- _Problem statement_:
List every line in the data below that contains the string "distant", treating uppercase and lowercase as different.

(Collected data entries)
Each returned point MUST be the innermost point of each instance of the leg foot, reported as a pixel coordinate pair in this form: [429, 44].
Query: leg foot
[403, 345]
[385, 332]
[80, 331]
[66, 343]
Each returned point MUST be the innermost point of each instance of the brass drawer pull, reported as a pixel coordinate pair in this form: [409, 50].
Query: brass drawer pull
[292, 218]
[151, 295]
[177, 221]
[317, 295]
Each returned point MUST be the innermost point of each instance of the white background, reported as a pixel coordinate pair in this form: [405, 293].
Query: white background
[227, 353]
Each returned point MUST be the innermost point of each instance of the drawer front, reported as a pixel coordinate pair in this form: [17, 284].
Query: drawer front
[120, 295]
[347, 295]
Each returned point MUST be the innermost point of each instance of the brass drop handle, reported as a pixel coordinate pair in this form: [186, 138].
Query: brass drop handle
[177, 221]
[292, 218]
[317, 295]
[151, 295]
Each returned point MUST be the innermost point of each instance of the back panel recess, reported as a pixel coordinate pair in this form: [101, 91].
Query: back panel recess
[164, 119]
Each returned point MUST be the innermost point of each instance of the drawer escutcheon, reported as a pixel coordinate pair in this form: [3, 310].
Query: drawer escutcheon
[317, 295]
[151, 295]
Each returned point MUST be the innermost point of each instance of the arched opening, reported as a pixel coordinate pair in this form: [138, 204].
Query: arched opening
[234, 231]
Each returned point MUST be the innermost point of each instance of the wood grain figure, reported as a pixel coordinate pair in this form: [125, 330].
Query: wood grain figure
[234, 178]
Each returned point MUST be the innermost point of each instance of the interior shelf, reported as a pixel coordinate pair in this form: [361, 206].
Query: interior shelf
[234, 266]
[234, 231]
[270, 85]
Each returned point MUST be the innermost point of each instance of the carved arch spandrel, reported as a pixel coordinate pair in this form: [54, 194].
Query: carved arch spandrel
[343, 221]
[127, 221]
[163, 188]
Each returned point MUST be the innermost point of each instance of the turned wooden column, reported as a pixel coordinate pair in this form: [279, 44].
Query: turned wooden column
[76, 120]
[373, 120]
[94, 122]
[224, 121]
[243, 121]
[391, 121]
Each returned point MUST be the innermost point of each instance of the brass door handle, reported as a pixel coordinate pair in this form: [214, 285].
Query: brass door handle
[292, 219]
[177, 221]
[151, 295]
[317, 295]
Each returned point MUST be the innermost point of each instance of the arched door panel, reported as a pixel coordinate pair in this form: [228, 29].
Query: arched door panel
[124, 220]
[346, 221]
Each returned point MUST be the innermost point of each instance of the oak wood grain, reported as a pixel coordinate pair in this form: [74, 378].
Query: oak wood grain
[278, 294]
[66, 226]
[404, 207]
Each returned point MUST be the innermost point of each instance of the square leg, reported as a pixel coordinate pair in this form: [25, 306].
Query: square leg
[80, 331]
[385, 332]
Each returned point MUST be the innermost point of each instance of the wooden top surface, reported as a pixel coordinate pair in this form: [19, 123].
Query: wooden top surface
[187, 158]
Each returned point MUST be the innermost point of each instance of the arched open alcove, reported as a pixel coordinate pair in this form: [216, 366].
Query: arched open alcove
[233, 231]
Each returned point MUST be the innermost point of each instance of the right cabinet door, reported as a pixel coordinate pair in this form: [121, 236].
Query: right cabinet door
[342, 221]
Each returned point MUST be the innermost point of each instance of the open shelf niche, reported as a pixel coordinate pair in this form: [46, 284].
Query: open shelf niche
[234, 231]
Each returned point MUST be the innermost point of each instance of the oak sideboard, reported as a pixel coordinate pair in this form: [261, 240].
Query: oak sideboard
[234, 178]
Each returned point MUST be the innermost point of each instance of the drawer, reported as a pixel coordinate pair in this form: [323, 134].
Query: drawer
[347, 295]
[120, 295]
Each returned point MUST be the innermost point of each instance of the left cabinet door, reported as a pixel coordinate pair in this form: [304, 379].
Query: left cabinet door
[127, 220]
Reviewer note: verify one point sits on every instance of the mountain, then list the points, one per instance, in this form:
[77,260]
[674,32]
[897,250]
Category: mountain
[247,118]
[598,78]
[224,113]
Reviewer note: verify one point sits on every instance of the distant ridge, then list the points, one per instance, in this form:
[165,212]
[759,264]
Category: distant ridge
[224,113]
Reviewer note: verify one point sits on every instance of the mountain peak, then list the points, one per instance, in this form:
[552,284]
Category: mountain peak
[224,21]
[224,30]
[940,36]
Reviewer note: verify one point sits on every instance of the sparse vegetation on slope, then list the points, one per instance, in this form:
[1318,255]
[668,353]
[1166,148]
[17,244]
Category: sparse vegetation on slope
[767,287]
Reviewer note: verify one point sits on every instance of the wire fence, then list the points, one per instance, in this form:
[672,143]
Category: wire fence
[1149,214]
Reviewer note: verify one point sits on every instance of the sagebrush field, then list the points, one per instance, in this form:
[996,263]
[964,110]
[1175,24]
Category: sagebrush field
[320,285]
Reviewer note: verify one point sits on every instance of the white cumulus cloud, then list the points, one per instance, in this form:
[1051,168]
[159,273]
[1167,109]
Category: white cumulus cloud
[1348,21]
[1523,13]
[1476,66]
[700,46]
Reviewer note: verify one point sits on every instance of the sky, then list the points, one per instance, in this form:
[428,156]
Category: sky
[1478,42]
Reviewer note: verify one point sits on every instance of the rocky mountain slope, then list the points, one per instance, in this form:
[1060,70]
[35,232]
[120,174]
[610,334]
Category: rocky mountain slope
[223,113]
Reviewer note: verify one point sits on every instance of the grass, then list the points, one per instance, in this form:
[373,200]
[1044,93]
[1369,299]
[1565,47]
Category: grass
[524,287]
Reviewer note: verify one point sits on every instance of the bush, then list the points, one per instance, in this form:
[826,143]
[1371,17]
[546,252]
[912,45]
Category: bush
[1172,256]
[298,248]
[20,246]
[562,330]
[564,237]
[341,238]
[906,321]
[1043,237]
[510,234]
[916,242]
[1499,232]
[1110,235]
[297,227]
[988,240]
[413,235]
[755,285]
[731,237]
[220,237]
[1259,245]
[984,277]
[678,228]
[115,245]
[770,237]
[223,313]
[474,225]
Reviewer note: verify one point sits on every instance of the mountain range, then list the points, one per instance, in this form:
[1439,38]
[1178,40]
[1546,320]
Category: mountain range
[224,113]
--
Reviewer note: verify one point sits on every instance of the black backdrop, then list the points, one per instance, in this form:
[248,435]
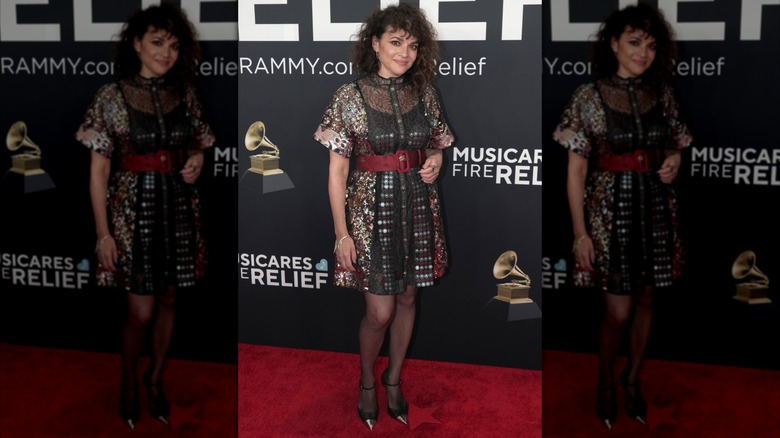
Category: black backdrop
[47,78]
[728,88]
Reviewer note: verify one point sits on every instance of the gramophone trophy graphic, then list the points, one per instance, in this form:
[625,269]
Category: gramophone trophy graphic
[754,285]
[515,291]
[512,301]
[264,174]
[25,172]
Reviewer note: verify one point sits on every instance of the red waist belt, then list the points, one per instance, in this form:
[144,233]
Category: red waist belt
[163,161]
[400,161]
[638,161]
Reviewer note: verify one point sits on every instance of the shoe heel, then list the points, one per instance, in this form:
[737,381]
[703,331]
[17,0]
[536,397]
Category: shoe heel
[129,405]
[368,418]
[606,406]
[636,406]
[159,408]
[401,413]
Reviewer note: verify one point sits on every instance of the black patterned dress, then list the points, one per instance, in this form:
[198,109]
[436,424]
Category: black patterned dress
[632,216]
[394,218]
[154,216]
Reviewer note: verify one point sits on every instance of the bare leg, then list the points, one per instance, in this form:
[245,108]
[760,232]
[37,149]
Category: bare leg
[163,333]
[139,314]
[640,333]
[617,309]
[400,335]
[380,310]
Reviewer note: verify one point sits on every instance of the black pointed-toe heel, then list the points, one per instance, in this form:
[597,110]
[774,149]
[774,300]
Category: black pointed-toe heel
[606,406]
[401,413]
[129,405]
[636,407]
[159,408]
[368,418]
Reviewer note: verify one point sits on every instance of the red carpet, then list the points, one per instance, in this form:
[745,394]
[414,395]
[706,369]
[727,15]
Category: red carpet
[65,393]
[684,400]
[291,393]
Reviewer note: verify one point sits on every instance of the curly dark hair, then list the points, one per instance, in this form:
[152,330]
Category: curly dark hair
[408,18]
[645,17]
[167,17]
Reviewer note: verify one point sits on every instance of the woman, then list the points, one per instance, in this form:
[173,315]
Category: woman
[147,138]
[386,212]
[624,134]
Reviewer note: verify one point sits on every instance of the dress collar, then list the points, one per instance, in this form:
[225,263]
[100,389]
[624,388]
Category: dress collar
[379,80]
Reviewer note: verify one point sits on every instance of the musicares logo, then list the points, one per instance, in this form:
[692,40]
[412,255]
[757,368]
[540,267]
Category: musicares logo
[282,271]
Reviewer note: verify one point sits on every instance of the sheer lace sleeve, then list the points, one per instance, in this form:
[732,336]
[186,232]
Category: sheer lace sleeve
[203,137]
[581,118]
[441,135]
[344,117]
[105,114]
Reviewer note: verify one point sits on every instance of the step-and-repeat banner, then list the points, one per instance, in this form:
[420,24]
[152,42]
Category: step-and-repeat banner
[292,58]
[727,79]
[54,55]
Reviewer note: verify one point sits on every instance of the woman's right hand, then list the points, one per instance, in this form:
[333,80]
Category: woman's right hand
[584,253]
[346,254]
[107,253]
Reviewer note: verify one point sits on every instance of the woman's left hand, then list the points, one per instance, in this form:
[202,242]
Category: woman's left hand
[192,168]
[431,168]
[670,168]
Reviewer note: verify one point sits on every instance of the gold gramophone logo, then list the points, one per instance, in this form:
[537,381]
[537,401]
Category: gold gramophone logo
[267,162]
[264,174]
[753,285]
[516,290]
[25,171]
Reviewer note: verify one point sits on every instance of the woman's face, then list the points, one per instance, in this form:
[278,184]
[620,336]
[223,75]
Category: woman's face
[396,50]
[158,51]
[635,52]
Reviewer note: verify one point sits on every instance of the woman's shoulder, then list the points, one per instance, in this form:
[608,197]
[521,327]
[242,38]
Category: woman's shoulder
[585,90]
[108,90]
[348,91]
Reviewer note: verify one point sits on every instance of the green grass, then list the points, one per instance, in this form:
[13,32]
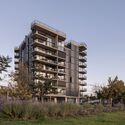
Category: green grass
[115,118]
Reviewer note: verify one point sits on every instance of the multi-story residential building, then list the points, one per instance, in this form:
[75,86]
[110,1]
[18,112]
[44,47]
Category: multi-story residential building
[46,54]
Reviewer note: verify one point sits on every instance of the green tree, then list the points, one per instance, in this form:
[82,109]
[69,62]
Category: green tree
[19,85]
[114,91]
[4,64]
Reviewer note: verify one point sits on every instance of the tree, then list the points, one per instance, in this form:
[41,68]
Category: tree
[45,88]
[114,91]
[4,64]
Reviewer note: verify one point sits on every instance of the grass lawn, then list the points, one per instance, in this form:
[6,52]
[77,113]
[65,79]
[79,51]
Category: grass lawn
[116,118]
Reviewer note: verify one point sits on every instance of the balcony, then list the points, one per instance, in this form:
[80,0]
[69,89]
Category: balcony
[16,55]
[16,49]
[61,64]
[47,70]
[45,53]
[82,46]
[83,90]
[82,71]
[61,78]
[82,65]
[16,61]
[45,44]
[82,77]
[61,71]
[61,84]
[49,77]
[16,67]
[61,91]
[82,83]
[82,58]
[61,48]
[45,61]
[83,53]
==
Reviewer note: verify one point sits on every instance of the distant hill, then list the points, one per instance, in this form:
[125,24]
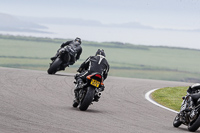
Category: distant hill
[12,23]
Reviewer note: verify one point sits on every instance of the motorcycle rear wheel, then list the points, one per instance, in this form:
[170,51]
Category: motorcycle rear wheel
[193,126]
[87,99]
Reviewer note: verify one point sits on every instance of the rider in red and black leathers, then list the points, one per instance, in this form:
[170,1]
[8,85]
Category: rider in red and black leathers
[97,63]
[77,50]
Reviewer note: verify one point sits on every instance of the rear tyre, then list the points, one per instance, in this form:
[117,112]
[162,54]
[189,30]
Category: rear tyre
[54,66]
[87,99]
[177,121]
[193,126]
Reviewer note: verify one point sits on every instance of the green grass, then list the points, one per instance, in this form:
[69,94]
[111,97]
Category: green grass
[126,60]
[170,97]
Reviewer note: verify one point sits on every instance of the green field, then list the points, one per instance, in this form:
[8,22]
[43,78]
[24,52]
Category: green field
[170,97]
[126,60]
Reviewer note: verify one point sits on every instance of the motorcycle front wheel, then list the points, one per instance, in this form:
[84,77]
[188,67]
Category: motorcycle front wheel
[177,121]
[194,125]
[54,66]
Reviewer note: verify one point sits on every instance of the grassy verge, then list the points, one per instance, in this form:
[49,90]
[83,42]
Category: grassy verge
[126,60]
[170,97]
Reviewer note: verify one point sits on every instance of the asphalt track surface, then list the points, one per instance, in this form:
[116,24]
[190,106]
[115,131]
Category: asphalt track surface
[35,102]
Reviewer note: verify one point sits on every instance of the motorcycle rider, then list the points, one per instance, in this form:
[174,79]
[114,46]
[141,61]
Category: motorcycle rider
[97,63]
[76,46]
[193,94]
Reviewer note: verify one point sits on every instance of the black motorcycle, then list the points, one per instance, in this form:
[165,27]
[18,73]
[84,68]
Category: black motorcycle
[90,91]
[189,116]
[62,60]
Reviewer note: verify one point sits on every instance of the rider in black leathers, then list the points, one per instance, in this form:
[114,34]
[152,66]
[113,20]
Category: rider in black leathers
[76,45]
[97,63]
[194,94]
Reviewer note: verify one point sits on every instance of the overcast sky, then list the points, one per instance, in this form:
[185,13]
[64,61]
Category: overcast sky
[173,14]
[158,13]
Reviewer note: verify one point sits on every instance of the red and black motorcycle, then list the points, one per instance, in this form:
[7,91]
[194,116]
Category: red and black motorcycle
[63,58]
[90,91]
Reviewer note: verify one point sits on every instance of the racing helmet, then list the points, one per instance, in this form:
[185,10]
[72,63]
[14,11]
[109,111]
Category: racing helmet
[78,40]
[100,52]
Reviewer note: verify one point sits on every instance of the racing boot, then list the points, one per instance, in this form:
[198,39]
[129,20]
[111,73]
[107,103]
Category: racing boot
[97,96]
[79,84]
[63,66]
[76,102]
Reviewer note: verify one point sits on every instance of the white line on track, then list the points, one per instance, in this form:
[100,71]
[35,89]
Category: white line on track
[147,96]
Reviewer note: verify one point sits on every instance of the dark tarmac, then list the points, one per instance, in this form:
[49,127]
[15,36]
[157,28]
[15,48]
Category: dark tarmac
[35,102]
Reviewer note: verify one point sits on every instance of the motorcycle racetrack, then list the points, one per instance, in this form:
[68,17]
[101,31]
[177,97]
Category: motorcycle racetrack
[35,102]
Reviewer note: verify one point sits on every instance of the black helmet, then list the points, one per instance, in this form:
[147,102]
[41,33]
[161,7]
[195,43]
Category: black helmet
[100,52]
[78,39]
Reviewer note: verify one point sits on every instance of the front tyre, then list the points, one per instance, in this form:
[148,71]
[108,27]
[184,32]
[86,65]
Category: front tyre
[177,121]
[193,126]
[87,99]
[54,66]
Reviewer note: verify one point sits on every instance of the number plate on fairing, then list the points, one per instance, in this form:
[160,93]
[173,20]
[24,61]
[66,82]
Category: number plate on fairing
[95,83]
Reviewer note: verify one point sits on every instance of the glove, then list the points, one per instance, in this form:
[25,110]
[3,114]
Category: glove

- _Full output_:
Reviewer note: verify one point sits on every instance of the distant ridge, then list the points, one per instance, in this form:
Category: distant ridge
Reviewer note: verify one point sits on every instance of the distant hill, then list the points, one per instance, in this form:
Category: distant hill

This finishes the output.